DATA RECORDS:
** Start **
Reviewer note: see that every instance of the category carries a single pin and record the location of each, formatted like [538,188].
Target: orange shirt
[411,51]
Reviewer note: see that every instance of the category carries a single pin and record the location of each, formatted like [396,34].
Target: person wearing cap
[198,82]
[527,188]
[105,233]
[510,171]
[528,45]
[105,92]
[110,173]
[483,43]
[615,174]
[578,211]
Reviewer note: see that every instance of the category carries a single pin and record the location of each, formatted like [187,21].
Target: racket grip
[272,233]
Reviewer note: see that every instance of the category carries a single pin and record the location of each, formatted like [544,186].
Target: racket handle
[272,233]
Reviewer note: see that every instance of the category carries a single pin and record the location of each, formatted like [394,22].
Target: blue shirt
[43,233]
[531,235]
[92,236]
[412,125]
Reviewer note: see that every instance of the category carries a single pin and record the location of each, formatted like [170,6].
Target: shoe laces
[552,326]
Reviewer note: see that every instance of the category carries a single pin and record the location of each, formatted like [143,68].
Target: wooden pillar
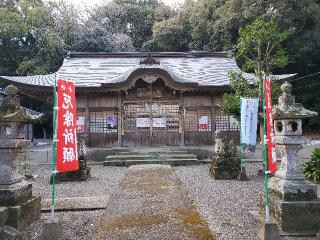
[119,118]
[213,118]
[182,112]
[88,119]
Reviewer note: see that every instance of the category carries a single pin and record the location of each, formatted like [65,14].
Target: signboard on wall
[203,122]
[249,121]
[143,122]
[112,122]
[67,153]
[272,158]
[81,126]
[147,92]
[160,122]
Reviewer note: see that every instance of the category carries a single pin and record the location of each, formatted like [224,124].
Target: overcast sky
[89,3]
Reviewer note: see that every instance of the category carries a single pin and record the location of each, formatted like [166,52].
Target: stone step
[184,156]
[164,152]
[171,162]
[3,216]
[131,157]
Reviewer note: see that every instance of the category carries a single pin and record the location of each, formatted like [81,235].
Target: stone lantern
** End **
** Start **
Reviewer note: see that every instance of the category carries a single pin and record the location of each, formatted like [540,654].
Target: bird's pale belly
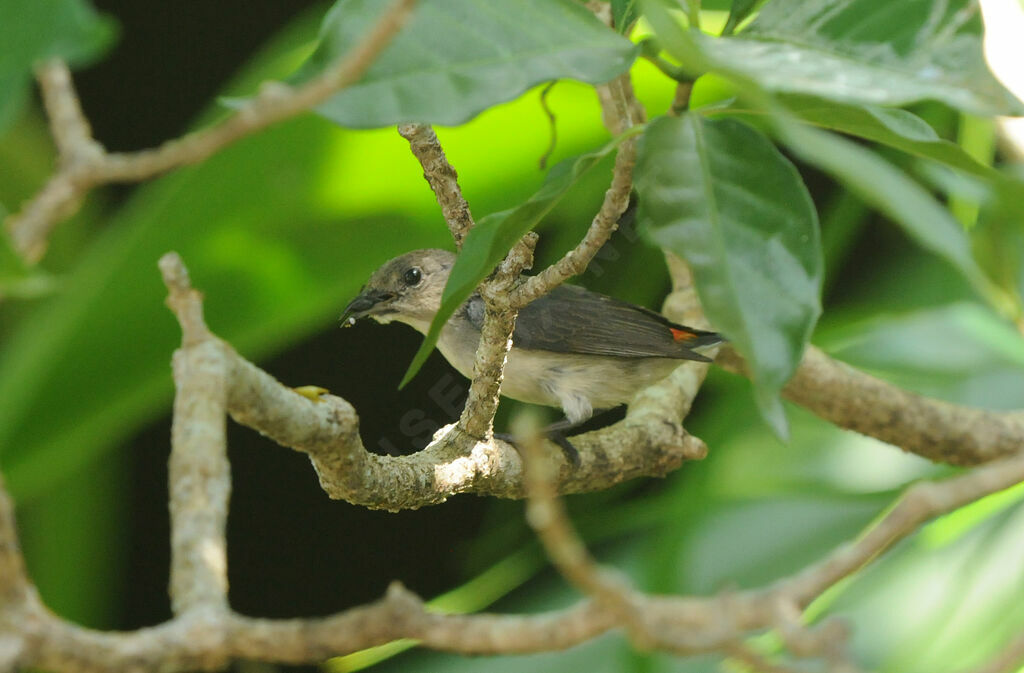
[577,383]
** End **
THE PROBLEM:
Rewrite the material from the line with "formatted like [143,68]." up to and including the line with "Target: stone lantern", replacing "wooden pillar" with "timber column" and leaving everything else unchanged. Omit the pictures.

WRITTEN ANSWER:
Reviewer note: see that every instance of the category carries a single pin and record the location of each, formatted like [143,68].
Target: timber column
[119,118]
[213,118]
[182,112]
[88,119]
Reviewer note: see that every instance of the category carries a single pin and record the location of each, formatted like [65,14].
Target: signboard on wall
[203,122]
[249,121]
[143,122]
[112,122]
[67,153]
[272,158]
[81,126]
[147,92]
[160,122]
Reviewer note: see that every instance of the category carries a single pin and record the location of each, formatted like [224,124].
Target: overcast sky
[89,3]
Reviewer note: see that every instance of the category carries a single pin and record the location of each, formatted like [166,52].
Target: stone step
[184,156]
[164,152]
[171,162]
[3,216]
[131,157]
Reviewer note: see that every instance of the category carries a single pin and record the location of each, formatted like [81,235].
Target: stone lantern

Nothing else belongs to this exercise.